● Task statement: Only one stretch of the records below should be repeated. It starts with the line containing "the open blossom" and goes on through the line containing "the cherry blossom flower", exactly as written.

»»

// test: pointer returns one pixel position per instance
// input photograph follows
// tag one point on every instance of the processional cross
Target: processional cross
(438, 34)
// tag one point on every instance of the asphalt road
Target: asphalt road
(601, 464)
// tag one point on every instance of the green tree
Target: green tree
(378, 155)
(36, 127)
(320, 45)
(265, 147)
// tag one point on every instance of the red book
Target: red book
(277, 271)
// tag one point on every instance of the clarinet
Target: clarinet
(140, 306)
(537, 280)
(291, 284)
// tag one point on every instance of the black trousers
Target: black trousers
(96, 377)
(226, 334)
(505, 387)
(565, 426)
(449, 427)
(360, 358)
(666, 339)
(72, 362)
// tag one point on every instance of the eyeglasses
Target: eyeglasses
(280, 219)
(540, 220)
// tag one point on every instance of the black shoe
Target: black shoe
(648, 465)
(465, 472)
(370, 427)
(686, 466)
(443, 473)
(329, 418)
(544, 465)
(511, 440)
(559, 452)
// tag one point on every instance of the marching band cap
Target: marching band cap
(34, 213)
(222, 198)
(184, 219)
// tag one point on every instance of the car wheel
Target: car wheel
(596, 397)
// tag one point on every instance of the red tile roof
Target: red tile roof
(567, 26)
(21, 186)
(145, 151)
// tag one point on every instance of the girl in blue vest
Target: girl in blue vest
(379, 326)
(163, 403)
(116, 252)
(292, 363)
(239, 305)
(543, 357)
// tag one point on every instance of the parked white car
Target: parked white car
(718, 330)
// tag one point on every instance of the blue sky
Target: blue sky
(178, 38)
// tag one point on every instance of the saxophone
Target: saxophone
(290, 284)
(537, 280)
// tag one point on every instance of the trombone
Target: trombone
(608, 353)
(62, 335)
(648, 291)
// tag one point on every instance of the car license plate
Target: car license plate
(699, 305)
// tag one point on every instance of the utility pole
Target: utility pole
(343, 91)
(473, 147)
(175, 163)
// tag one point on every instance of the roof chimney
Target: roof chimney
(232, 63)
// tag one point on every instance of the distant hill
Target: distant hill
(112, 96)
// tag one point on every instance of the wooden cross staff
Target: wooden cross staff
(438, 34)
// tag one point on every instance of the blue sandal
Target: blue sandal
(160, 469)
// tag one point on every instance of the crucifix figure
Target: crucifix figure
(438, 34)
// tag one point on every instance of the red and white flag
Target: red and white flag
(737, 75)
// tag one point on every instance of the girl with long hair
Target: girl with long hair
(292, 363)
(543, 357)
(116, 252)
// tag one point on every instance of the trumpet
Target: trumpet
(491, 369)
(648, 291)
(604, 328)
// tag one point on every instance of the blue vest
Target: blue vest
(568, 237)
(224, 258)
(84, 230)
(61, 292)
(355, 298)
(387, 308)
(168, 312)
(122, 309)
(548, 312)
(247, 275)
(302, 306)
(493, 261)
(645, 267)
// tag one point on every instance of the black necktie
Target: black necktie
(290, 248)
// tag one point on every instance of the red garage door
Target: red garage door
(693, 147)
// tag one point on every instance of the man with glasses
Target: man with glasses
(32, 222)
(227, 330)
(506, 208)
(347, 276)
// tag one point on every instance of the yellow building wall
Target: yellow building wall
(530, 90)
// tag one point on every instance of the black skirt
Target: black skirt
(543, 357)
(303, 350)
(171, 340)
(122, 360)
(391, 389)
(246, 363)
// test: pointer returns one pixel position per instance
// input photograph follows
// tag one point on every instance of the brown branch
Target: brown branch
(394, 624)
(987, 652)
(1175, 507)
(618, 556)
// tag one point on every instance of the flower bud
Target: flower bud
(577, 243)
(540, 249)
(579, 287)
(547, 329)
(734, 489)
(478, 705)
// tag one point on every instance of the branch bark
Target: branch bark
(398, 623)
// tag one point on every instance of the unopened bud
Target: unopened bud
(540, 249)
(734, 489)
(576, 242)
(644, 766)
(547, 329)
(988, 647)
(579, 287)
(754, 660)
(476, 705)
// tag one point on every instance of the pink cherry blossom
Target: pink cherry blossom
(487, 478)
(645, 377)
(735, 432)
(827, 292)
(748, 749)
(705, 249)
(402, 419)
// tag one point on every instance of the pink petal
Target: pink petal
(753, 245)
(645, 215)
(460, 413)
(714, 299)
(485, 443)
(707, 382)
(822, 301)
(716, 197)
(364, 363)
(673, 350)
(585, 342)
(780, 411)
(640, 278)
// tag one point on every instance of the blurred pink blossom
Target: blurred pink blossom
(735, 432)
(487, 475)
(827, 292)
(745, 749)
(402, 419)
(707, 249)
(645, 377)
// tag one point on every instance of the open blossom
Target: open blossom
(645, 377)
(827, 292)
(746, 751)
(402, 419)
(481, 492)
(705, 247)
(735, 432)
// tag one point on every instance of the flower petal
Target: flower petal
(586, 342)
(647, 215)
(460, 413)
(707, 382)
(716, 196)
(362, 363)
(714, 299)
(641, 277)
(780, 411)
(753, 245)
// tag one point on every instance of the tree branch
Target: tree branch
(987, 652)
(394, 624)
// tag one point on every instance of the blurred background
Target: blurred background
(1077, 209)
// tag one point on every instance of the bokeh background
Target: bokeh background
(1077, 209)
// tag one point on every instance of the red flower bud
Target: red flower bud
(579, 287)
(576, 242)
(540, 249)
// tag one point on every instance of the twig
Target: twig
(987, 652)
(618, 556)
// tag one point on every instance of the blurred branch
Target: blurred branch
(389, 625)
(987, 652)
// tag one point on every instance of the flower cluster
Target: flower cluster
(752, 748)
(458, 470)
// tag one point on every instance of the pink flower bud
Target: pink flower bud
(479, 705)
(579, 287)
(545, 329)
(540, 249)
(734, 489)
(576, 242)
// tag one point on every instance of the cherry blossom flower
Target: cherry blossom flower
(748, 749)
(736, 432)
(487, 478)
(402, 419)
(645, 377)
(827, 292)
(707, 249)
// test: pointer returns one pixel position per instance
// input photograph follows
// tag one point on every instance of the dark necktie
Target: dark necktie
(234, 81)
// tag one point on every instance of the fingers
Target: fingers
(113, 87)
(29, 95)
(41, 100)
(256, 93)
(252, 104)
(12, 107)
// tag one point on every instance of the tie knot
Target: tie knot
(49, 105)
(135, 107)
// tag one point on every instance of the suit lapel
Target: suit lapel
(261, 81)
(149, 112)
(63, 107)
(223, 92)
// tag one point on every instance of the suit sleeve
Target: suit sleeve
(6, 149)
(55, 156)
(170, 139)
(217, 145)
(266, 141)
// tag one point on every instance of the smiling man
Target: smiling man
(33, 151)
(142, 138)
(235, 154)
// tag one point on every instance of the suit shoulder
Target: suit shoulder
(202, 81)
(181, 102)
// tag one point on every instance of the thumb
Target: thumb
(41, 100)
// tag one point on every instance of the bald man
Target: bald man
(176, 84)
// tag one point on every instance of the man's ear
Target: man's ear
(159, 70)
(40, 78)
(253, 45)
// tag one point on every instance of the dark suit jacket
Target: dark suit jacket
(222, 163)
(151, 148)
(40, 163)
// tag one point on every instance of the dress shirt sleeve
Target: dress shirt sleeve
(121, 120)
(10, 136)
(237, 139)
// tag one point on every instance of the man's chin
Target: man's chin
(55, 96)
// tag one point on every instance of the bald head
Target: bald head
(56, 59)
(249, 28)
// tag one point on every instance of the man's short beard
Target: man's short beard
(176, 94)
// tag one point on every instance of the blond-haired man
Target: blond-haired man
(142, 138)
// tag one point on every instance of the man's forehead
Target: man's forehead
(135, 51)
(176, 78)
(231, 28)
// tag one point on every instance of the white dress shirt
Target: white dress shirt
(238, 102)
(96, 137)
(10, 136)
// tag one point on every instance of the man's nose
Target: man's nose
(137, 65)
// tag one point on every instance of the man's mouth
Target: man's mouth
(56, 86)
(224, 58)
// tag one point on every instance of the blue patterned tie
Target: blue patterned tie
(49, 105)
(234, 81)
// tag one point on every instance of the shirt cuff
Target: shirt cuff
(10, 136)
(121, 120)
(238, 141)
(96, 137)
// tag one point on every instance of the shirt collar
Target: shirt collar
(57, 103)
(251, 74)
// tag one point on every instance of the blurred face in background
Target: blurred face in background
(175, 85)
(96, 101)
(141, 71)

««

● Exercise solution:
// tag one point on every instance of the open blossom
Target: open blossom
(645, 377)
(827, 292)
(746, 751)
(402, 419)
(481, 492)
(705, 247)
(735, 432)
// tag one point on every instance of the flower petal
Target: flower petal
(586, 342)
(647, 215)
(460, 413)
(707, 382)
(716, 196)
(362, 363)
(714, 299)
(641, 277)
(780, 411)
(753, 245)
// tag one point on every instance of the tree branch
Target: tree branch
(987, 652)
(394, 624)
// tag one point on every instance of the blurred background
Target: blurred background
(1077, 209)
// tag one point on every instance of the bokeh background
Target: bokeh background
(1077, 209)
// tag one point on every instance of the red flower bud
Target: red flower bud
(579, 287)
(576, 242)
(540, 249)
// tag one point on every instance of the twig
Target: twig
(987, 652)
(618, 556)
// tag one point on every instance of the blurred branch
Target: blurred branch
(389, 625)
(987, 652)
// tag one point on every instance of the flower cluster
Target: flower cluster
(752, 748)
(458, 470)
// tag one point on every instance of the pink flower bud
Target: pink flower bud
(479, 705)
(579, 287)
(545, 329)
(540, 249)
(734, 489)
(576, 242)
// tag one point on every instance of the cherry blossom flower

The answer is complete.